> _SUPPLIED INFORMATION_
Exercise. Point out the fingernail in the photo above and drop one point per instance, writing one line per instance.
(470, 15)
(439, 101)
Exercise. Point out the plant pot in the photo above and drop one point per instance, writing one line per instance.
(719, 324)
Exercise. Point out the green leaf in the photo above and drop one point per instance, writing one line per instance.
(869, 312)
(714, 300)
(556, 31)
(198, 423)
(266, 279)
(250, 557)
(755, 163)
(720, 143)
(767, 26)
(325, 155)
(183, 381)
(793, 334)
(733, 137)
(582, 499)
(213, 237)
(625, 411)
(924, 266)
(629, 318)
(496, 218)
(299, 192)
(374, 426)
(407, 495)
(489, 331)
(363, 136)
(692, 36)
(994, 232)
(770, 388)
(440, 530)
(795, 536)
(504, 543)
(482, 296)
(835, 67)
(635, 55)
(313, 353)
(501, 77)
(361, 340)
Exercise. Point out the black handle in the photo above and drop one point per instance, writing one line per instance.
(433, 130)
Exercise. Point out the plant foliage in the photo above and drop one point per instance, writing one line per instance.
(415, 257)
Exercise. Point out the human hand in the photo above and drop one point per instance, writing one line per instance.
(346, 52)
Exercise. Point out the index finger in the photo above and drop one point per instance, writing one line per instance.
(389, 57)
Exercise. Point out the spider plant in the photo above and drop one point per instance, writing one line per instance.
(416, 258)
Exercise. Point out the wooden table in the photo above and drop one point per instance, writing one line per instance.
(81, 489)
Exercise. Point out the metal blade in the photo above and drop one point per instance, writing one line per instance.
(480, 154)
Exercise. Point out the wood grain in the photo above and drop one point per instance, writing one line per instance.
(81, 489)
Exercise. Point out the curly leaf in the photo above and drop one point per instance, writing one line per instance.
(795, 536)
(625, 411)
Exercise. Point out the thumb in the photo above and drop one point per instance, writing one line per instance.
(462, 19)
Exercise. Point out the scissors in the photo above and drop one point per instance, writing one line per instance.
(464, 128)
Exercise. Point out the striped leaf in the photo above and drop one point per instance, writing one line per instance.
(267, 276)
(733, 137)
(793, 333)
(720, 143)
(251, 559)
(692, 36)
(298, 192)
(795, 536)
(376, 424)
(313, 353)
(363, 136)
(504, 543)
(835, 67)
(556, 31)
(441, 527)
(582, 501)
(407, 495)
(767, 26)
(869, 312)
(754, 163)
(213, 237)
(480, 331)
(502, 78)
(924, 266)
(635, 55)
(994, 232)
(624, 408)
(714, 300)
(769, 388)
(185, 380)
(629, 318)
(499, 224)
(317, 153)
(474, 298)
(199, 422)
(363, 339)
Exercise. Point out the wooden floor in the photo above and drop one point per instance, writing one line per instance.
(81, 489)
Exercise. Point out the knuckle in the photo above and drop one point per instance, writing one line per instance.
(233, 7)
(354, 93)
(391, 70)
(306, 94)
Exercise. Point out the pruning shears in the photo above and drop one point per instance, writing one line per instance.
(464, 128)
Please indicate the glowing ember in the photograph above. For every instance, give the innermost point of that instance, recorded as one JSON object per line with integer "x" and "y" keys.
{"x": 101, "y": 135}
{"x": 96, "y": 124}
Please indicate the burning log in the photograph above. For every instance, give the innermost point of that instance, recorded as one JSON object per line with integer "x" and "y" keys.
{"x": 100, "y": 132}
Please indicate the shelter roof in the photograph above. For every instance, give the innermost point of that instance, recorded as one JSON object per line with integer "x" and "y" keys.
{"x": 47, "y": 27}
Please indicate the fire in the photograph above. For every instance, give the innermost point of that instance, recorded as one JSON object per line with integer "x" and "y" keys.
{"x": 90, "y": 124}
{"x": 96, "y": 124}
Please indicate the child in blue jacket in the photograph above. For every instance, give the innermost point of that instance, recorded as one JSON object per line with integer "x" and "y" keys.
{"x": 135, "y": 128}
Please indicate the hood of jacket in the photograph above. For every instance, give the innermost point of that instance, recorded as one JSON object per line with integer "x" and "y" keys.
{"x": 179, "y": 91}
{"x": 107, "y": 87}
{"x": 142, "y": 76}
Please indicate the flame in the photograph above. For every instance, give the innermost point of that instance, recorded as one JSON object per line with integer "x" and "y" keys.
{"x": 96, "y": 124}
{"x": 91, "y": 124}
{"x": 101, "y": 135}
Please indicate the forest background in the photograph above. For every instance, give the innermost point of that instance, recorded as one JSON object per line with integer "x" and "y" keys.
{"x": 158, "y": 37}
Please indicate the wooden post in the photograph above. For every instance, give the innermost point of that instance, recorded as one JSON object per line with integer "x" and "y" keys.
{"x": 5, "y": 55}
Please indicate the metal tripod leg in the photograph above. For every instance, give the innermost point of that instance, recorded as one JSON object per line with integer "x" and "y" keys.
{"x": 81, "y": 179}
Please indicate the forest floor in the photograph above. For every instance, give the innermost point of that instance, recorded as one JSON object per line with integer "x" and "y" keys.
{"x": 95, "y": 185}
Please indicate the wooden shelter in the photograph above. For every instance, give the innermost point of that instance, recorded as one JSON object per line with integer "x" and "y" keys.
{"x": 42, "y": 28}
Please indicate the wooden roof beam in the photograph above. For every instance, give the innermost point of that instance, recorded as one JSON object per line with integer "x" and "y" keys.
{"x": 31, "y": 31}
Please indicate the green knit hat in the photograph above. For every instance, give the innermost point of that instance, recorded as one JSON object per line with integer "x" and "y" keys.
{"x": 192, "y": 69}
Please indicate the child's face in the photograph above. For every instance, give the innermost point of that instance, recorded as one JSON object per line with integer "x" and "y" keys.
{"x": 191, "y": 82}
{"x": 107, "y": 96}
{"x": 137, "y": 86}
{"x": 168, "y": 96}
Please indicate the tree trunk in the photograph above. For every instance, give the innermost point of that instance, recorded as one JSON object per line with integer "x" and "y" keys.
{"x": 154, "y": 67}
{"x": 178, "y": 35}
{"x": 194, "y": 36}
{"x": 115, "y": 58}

> _EXERCISE AIM_
Give back all of the data exactly, with every line intact.

> _RESPONSE TO THE EXERCISE_
Exercise. Point out the fingernail in the photo above and drop one point per instance, writing one line per instance.
(470, 15)
(439, 101)
Exercise. Point out the plant pot in the photo above and drop one point per instance, writing one line per instance.
(719, 324)
Exercise. Point out the green leaf in the photo above and drop one point per instance, writing one line per instance.
(869, 312)
(714, 300)
(556, 31)
(198, 423)
(266, 279)
(250, 557)
(755, 163)
(720, 143)
(767, 26)
(325, 155)
(183, 381)
(793, 334)
(733, 137)
(582, 499)
(213, 237)
(625, 411)
(924, 266)
(629, 318)
(496, 218)
(299, 192)
(374, 426)
(407, 495)
(489, 331)
(363, 136)
(692, 36)
(994, 232)
(770, 388)
(440, 530)
(795, 536)
(504, 543)
(482, 296)
(835, 67)
(635, 55)
(313, 353)
(501, 77)
(361, 340)
Exercise. Point out the black handle in the photo above and drop one point per instance, writing one line per instance.
(433, 130)
Exercise. Point out the plant foliage in the photo above and drop one point per instance, writing one line per instance.
(415, 257)
Exercise. Point out the human hand in the photo above and drop one point per instance, writing one line per instance.
(346, 52)
Exercise. Point out the index finger in the photo above and drop one point per instance, writing one line per instance.
(389, 57)
Exercise. Point out the spider plant in the photo above and drop one point per instance, writing one line per instance.
(416, 258)
Exercise. Point out the wooden table in the photo above and drop one point per instance, writing one line per instance.
(81, 489)
Exercise. Point out the metal blade in the photo above and drop one point per instance, writing one line per instance.
(480, 154)
Exercise. Point out the wood grain in the photo above and drop one point per instance, writing one line per instance.
(81, 489)
Exercise. Point out the curly leaf in the photo above and drop one point per instance, writing one line per instance.
(795, 536)
(625, 411)
Exercise. Point out the thumb in the photo above and drop one point per instance, writing one line per instance.
(462, 19)
Exercise. Point out the scissors in the photo above and drop one point per instance, writing one line per instance.
(464, 128)
Exercise. Point out the striped leaf in the photo above and drop one point per instance, writing one line per instance.
(267, 276)
(733, 137)
(793, 333)
(720, 143)
(251, 559)
(692, 36)
(298, 192)
(795, 536)
(376, 424)
(313, 353)
(363, 136)
(504, 543)
(835, 67)
(556, 31)
(441, 527)
(582, 501)
(407, 495)
(767, 26)
(869, 312)
(754, 163)
(213, 237)
(480, 331)
(502, 78)
(924, 266)
(635, 55)
(994, 232)
(624, 408)
(714, 300)
(769, 388)
(185, 380)
(629, 318)
(499, 224)
(317, 153)
(474, 298)
(199, 422)
(363, 339)
Exercise. Point out the wooden floor in the photo above and drop one point per instance, writing one line per instance.
(81, 489)
Exercise. Point out the knuckle in the photo above and drop one point per instance, writing one line per instance.
(233, 7)
(354, 93)
(391, 70)
(306, 94)
Exercise. Point out the pruning shears in the photo above and drop one point per instance, writing one line per instance.
(464, 128)
Please indicate the glowing ember in the photograph above. For every instance, give the innermost point of that instance, recorded as one JSON object per line with integer "x" and "y" keys.
{"x": 101, "y": 135}
{"x": 96, "y": 124}
Please indicate the burning log in the photograph above. For every instance, give the innermost point of that instance, recorded as one JSON object per line with integer "x" and "y" keys.
{"x": 100, "y": 132}
Please indicate the shelter roof in the photograph above. For every instance, give the innermost point of that instance, recorded as one JSON object per line with integer "x" and "y" keys.
{"x": 47, "y": 27}
Please indicate the fire in the photograph above. For every instance, give the innermost point of that instance, recorded as one JSON object per line with integer "x" and "y" keys.
{"x": 90, "y": 124}
{"x": 96, "y": 124}
Please indicate the child in blue jacket in the photograph above. For every instance, give the innermost point of that instance, recorded as one JSON object per line with integer "x" and "y" keys.
{"x": 135, "y": 128}
Please indicate the hood of jacket in the photograph above. For every instance, give the innermost point of that instance, recorded as one JSON object per line with integer "x" and "y" keys.
{"x": 179, "y": 91}
{"x": 107, "y": 87}
{"x": 142, "y": 76}
Please indicate the flame in the photograph above. For every instance, give the innermost point of that instance, recorded as one JSON object per line with integer "x" and "y" keys.
{"x": 96, "y": 124}
{"x": 91, "y": 124}
{"x": 101, "y": 135}
Please indicate the forest background in the photograph above. For every instance, give the innermost point of that instance, recorded as one JSON object per line with integer "x" and "y" keys.
{"x": 158, "y": 37}
Please indicate the wooden post in the photograph above. For every instance, give the innermost point of that instance, recorded as one JSON object per line with integer "x" and "y" keys.
{"x": 5, "y": 55}
Please indicate the metal tripod leg in the photograph above. For every instance, give the innermost point of that instance, recorded as one JSON object per line with integer "x" and "y" keys.
{"x": 81, "y": 179}
Please indicate the forest floor in the photograph above. For every instance, give the innermost point of that instance, recorded as one JSON object per line with integer "x" and "y" keys.
{"x": 95, "y": 185}
Please indicate the wooden shelter in the photograph above. For every instance, give the innermost point of that instance, recorded as one JSON object per line with integer "x" and "y" keys.
{"x": 42, "y": 28}
Please indicate the wooden roof beam in the photograph above. For every instance, give the innermost point of that instance, recorded as one JSON object per line with integer "x" and "y" keys.
{"x": 31, "y": 31}
Please indicate the green knit hat in the photograph above. For every instance, give the innermost point of that instance, recorded as one JSON object per line with integer "x" and "y" keys.
{"x": 192, "y": 69}
Please indicate the child's face in the photograph above. For every instance, give the innermost point of that instance, recorded as one JSON object per line with integer "x" and "y" keys.
{"x": 191, "y": 82}
{"x": 107, "y": 96}
{"x": 137, "y": 86}
{"x": 168, "y": 96}
Please indicate the tree trunk in the photograph above. For every instance, give the innermost point of that instance, recorded as one JSON object per line with integer "x" and "y" keys.
{"x": 154, "y": 67}
{"x": 178, "y": 35}
{"x": 194, "y": 36}
{"x": 115, "y": 58}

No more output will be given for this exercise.